#### WHAT TO WORK ON:
Copy all of the data below line for line, changing nothing.

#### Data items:

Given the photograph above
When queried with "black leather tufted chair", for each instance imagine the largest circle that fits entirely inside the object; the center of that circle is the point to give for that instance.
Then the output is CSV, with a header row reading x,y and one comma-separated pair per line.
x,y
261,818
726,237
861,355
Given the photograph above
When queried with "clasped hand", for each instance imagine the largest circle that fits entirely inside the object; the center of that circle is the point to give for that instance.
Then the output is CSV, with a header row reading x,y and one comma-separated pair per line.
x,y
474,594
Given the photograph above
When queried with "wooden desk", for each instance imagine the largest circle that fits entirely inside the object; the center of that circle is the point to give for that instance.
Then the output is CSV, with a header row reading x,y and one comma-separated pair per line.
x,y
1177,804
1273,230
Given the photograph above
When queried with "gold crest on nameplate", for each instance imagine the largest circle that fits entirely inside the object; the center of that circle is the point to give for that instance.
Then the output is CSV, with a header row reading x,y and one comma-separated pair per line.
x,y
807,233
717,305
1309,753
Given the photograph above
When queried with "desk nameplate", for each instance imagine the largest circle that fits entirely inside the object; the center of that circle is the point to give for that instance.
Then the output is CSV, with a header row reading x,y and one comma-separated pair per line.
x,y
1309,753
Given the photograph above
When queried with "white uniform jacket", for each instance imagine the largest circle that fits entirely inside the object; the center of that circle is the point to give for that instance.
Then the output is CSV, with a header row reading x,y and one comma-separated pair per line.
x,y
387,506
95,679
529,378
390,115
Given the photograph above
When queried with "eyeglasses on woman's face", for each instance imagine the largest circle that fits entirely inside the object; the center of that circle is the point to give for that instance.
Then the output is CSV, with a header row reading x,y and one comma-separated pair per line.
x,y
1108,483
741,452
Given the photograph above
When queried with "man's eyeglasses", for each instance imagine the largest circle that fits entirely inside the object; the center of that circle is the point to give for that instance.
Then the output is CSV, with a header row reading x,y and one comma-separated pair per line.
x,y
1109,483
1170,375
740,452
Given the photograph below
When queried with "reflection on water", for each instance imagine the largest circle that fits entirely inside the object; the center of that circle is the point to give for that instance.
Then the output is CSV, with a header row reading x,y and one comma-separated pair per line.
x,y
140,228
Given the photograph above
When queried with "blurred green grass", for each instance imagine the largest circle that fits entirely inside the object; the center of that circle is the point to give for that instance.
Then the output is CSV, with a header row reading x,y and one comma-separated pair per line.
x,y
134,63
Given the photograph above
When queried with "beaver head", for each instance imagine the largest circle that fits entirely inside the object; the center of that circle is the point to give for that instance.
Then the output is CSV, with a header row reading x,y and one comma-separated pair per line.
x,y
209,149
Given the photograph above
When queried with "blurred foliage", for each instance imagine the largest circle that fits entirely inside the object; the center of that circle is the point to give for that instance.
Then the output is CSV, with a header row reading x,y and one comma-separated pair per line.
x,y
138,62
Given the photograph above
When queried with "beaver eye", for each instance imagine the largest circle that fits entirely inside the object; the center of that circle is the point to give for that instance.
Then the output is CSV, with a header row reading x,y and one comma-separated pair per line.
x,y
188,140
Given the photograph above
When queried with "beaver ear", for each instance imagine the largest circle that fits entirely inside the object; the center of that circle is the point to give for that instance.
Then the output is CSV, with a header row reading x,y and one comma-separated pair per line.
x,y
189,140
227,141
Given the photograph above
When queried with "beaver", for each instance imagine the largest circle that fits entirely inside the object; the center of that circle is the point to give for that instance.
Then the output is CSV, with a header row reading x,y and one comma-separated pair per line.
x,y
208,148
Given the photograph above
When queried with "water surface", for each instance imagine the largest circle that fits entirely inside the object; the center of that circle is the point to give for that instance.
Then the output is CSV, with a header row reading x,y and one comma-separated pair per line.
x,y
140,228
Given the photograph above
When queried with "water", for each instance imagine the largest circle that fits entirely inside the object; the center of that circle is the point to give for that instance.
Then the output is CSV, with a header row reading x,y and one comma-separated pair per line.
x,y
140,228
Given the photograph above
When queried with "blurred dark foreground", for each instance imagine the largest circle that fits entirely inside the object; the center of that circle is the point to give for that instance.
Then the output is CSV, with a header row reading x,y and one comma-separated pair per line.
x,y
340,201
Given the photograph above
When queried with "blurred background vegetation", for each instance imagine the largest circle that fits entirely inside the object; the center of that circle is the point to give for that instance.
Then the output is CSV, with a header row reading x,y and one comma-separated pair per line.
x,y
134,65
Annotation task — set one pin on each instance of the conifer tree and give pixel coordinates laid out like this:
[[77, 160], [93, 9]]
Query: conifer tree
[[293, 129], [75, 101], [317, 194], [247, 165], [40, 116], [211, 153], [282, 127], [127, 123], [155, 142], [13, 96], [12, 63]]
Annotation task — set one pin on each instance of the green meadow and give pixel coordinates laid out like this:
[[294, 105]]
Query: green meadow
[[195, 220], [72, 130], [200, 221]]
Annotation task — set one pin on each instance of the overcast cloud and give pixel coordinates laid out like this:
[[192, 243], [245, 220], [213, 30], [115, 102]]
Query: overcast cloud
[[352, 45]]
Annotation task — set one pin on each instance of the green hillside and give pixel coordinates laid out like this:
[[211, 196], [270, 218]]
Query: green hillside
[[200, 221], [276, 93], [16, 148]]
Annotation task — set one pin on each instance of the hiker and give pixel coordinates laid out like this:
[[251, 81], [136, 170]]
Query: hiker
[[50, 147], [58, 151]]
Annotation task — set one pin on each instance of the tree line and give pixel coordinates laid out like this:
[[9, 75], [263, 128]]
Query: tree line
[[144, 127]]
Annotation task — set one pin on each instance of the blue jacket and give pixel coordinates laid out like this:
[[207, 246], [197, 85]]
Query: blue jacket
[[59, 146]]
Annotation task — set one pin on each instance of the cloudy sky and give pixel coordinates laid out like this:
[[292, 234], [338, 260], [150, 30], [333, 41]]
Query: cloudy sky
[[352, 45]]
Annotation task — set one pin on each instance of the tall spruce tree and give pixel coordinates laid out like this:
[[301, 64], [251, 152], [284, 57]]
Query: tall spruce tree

#### COMPLETE ANSWER:
Given the photograph above
When queried with "black leather tufted chair", for each instance imagine the largest circle that fits entirely inside the object; the center of that circle is the point to give for that instance.
Then the output is CSV, with a header row reading x,y and one comma-separated pair per line.
x,y
261,818
726,237
861,355
Given the photograph above
When queried with "clasped hand", for each instance imagine the largest circle that fits entirely inside the object; the center of that circle is the point to give for that instance.
Then the output is CSV, with a header row reading x,y and one comma-separated pair per line.
x,y
474,594
Given the photograph above
When queried with "wooden desk", for each instance imagine the largest circle that fits entirely inside the object; the center of that circle is the point to give for that instance.
Then the output is CSV, with a header row reading x,y and one comma-separated pair per line.
x,y
1177,804
1273,230
Given the photograph above
When queried with "gold crest on nameplate", for each instance imagine the largest circle that fits entirely inside the object; the center of that circle is the point to give for that instance.
Then the output is CSV, with a header row reading x,y and one comma-separated pair per line.
x,y
807,233
717,305
1309,753
Given the photograph above
When queried with "desk nameplate", for each instance imagine the largest circle that fits entirely inside the object; the center of that circle is the point to give for that instance.
Then the output is CSV, with a header row reading x,y and one comma-separated pair per line.
x,y
1309,753
Given the photograph above
When queried with "white uniform jacket", for each instance imagine the largest circle that fits entirely inside the object; the center of that circle is the point to give for that instance.
Then the output is CSV, with a header row reading x,y and one comma-separated pair per line.
x,y
387,506
95,679
529,378
390,115
Given the photograph above
When queried with "eyeglasses on woman's face", for each instance imagine the largest circle that fits entirely inside the object; the center of that circle is the point to give for that instance.
Then the output is CSV, with a header row reading x,y and one comma-separated pair per line.
x,y
1108,483
741,452
Given the photograph above
When queried with "man's eyeglasses", for each instance imagine the largest circle that fits entirely inside the object; the center of that circle is the point to give for that instance.
Then the output is CSV, with a header row reading x,y and one comma-separated pair per line.
x,y
1109,483
1170,375
740,452
Given the photograph below
When queried with "reflection on water", for each instance imagine the largest circle that fits entirely inside the object; the center of that circle is the point to give for that instance.
Then the output is CSV, with a header row reading x,y and one comma-separated pair per line.
x,y
140,228
Given the photograph above
When queried with "blurred green grass", for each instance imagine the largest circle that fits entirely inside the object; the center of that circle is the point to give for that instance.
Then the output is CSV, with a header row reading x,y and one comma-separated pair per line.
x,y
134,63
Given the photograph above
When queried with "beaver head", for each instance imagine the largest circle that fits entirely inside the object; the center of that circle is the point to give for that instance.
Then the output is CSV, with a header row reading x,y and one comma-separated pair per line.
x,y
209,149
Given the photograph above
When queried with "blurred foliage", for each instance imagine the largest circle that fits entirely inside the object; the center of that circle is the point to give for that instance.
Then the output is CSV, with a header row reading x,y and one comma-separated pair per line.
x,y
138,62
Given the photograph above
When queried with "beaver eye", for each instance imagine the largest circle that fits entirely inside the object; the center of that circle is the point to give for that instance.
Then the output is CSV, with a header row reading x,y and one comma-separated pair per line.
x,y
188,140
Given the photograph above
When queried with "beaver ear", for each instance imagine the largest circle that fits entirely inside the object; the center of that circle is the point to give for that instance.
Then the output is CSV, with a header row reading x,y and one comma-separated pair per line.
x,y
189,140
227,141
Given the photograph above
When queried with "beaver", for each instance imagine the largest circle that fits entirely inside the object; the center of that circle is the point to give for that instance.
Then the output is CSV, with a header row reading x,y and one comma-separated pair per line.
x,y
208,148
Given the photograph above
When queried with "water surface", for each instance imagine the largest circle that fits entirely inside the object; the center of that circle is the point to give for that instance.
Then the output is CSV, with a header row reading x,y and one comma-separated pair per line.
x,y
140,228
Given the photograph above
When queried with "water", for each instance imagine the largest circle that fits entirely inside the object; the center of that circle is the point to give for that instance.
Then the output is CSV, with a header row reading x,y and one comma-separated pair per line.
x,y
140,228
Given the photograph above
When queried with "blurred dark foreground", for each instance imagine the largest circle that fits entirely inside the object; the center of that circle is the point to give for that instance.
Then the output is CSV, with a header row reading x,y and one comma-separated pair per line.
x,y
340,201
Given the photograph above
When queried with "blurred background vegetation", for each instance imagine the largest circle that fits entirely inside the object; the center of that circle is the point to give for that instance.
Then the output is CSV, with a header row reading x,y and one comma-separated pair per line.
x,y
134,65
Annotation task — set one pin on each instance of the conifer tree and give pixel coordinates laid out like this:
[[77, 160], [93, 9]]
Query: conifer tree
[[293, 129], [75, 101], [317, 194], [247, 165], [40, 116], [211, 153], [282, 127], [127, 123], [155, 142], [13, 96], [12, 63]]
Annotation task — set one pin on each instance of the green meadow and give pixel coordinates laid out like this:
[[294, 105]]
Query: green meadow
[[195, 220], [72, 130], [200, 221]]
Annotation task — set one pin on each instance of the overcast cloud and give pixel coordinates laid out like this:
[[192, 243], [245, 220], [213, 30], [115, 102]]
Query: overcast cloud
[[352, 45]]
Annotation task — set one pin on each instance of the green hillside and give pixel coordinates laid out like this:
[[211, 196], [270, 218]]
Query: green hillside
[[200, 221], [276, 93], [16, 148]]
Annotation task — set one pin on each instance of the hiker and give pixel coordinates laid out like this:
[[251, 81], [136, 170]]
Query: hiker
[[50, 147], [58, 151]]
Annotation task — set one pin on each instance of the tree line and give pixel coordinates laid out like this:
[[9, 75], [263, 128]]
Query: tree line
[[144, 127]]
Annotation task — set one pin on each instance of the blue jacket and give pixel coordinates laid out like this:
[[207, 246], [197, 85]]
Query: blue jacket
[[59, 146]]
Annotation task — set one pin on each instance of the cloudy sky and give pixel coordinates laid out like this:
[[292, 234], [338, 260], [150, 30], [333, 41]]
Query: cloudy sky
[[352, 45]]
Annotation task — set one pin on each instance of the tall spruce tree and give pixel coordinates laid out like this:
[[301, 64], [251, 152], [284, 57]]
Query: tall spruce tree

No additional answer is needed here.